• _GOAL_
Please edit the part of the data that opens with the line containing "task: provide the mask of every instance of the woman's" and closes with the end of the data: replace "woman's arm" with "woman's forearm", leave everything else unchanged, and return only that part.

• _LISTING_
· · ·

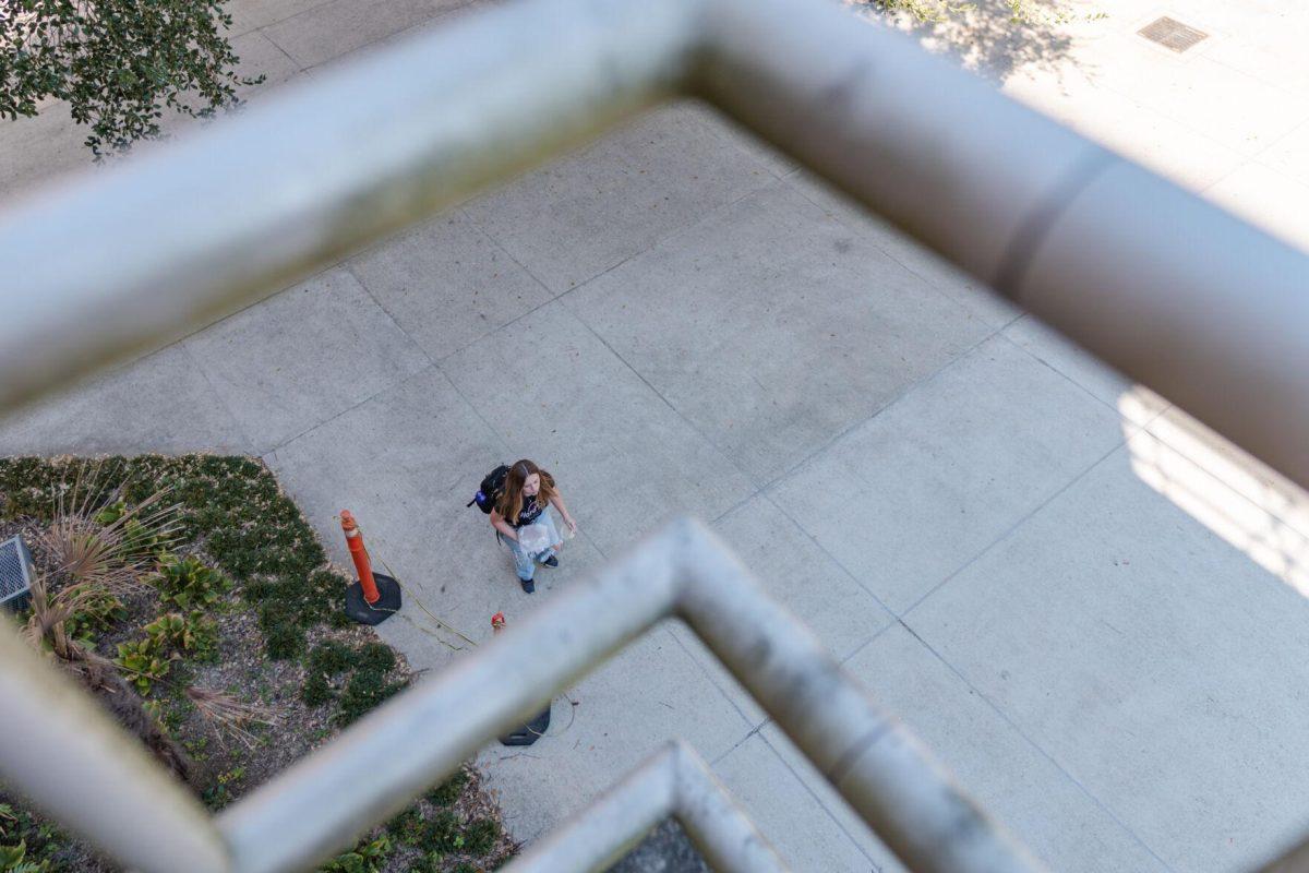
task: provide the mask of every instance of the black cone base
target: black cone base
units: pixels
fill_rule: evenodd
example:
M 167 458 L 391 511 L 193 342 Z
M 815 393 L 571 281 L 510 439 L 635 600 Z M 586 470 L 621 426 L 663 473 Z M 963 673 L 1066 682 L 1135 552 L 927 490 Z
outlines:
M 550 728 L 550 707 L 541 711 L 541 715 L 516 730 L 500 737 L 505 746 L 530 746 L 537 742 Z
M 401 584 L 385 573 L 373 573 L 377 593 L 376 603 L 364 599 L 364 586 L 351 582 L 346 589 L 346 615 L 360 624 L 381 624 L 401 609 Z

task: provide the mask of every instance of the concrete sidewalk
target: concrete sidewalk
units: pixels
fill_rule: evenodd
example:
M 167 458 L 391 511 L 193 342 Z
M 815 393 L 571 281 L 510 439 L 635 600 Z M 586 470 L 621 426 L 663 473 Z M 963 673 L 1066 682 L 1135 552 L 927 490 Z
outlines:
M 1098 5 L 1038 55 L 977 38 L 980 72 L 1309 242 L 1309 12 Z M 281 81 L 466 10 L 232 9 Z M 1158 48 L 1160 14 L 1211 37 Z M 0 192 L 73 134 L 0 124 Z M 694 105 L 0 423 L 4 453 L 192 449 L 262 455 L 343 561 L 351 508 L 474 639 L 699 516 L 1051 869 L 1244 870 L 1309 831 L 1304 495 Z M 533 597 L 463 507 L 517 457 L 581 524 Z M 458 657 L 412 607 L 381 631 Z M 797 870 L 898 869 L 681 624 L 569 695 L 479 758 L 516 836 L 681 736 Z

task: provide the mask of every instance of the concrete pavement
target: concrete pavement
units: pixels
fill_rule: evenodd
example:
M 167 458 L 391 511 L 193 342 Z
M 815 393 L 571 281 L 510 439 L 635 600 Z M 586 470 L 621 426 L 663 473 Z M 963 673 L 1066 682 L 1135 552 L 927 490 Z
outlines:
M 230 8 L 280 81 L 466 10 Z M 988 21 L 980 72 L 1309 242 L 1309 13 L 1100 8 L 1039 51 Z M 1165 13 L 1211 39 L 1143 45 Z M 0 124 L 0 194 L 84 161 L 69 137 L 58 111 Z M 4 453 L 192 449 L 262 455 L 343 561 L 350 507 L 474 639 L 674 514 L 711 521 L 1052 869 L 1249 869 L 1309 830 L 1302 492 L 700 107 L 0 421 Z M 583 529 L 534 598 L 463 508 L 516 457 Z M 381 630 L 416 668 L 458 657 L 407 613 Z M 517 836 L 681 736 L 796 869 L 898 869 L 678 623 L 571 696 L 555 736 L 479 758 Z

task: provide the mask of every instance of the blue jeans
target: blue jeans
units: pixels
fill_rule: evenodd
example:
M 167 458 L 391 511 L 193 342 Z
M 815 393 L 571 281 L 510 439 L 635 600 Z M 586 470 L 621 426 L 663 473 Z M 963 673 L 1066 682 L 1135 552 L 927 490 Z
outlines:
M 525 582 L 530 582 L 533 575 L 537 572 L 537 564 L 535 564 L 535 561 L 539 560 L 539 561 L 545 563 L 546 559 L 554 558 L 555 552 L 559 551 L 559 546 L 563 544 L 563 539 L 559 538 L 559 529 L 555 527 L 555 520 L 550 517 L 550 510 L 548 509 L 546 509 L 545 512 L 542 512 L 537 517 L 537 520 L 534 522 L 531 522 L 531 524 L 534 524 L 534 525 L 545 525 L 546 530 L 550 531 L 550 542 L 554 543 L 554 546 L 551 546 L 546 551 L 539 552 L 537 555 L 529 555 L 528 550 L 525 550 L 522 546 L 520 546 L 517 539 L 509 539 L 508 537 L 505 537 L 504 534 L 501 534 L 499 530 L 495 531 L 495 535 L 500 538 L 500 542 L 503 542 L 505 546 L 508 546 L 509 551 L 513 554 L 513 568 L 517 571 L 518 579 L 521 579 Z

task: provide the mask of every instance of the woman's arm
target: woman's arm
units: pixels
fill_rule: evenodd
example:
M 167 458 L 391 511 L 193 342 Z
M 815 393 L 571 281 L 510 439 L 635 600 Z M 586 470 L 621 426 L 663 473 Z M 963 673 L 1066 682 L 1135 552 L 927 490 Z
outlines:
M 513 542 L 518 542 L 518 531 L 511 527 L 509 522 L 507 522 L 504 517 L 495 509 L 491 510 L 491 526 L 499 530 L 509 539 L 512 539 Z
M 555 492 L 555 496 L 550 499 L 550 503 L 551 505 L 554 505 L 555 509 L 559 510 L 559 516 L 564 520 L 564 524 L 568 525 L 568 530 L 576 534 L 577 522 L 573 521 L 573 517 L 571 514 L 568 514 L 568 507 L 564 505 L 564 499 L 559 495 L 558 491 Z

· · ·

• _TASK RESPONSE_
task: provide the mask of every instance of the woman's forearm
target: woman's forearm
units: pixels
fill_rule: evenodd
example:
M 167 458 L 391 511 L 193 342 Z
M 815 393 L 571 281 L 510 439 L 635 600 Z M 586 470 L 621 426 L 663 473 Z M 963 673 L 1066 682 L 1135 552 L 927 490 Z
outlines:
M 513 542 L 518 542 L 518 531 L 511 527 L 509 522 L 507 522 L 504 517 L 495 509 L 491 510 L 491 526 L 499 530 L 509 539 L 512 539 Z
M 555 492 L 555 496 L 550 499 L 550 503 L 551 505 L 554 505 L 555 509 L 559 510 L 559 516 L 564 520 L 564 524 L 568 525 L 568 530 L 576 534 L 577 522 L 573 521 L 573 517 L 571 514 L 568 514 L 568 507 L 564 505 L 564 499 L 559 495 L 558 491 Z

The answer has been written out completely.